▶ **How to complete this task**
Which lines below fall between the one containing "sample | <point>406,285</point>" and the one containing "sample | <point>85,97</point>"? Repeat them exactly, counting both of those lines, and add nothing else.

......

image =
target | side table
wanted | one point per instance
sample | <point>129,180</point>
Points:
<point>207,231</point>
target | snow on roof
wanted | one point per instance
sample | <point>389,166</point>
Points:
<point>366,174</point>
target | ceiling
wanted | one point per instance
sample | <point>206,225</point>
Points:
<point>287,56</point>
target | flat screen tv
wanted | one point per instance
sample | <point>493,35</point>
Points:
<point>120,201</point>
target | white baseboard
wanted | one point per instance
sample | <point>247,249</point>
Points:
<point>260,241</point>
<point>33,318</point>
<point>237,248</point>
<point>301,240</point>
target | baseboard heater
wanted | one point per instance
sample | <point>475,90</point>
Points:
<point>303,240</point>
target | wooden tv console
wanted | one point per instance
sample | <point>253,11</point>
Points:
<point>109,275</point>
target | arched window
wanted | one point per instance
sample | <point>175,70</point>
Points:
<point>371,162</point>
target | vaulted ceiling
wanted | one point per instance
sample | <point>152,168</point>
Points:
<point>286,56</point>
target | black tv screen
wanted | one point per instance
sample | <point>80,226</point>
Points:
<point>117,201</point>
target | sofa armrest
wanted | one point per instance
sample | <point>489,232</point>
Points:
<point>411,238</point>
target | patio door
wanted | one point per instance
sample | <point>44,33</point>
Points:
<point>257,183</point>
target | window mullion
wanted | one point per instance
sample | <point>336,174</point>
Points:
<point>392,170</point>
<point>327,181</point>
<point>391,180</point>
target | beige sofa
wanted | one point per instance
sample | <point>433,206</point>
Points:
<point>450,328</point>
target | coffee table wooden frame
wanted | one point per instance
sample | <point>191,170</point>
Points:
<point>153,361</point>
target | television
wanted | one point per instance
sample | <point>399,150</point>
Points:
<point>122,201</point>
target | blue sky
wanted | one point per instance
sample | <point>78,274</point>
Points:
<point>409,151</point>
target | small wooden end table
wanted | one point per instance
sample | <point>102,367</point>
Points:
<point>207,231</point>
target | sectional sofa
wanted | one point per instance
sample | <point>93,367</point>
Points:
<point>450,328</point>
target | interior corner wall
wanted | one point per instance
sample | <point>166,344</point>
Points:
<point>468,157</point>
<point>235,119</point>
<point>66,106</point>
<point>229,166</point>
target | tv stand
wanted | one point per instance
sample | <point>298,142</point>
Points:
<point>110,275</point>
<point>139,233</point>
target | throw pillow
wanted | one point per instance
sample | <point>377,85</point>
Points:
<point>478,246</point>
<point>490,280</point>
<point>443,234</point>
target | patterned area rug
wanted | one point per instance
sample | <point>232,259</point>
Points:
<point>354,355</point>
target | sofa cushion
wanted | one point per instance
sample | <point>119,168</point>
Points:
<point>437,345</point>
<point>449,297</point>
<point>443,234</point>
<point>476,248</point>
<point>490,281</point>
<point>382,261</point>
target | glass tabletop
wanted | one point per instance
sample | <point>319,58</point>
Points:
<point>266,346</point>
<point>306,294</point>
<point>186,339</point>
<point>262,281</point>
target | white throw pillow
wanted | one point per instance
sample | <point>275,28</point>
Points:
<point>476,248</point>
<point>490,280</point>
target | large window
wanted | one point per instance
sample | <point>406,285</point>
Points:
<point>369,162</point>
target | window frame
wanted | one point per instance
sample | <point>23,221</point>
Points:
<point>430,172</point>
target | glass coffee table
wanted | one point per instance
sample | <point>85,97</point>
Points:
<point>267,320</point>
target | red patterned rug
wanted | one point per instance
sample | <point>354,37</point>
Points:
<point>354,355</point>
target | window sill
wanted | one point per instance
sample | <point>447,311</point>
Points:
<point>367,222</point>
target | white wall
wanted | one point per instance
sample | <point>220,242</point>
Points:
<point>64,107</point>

......

▶ **Task solution**
sample | <point>406,285</point>
Points:
<point>369,162</point>
target | window frame
wanted | one point per instance
sample | <point>23,221</point>
Points:
<point>430,172</point>
target | glass coffee table
wanted | one point per instance
sample | <point>85,97</point>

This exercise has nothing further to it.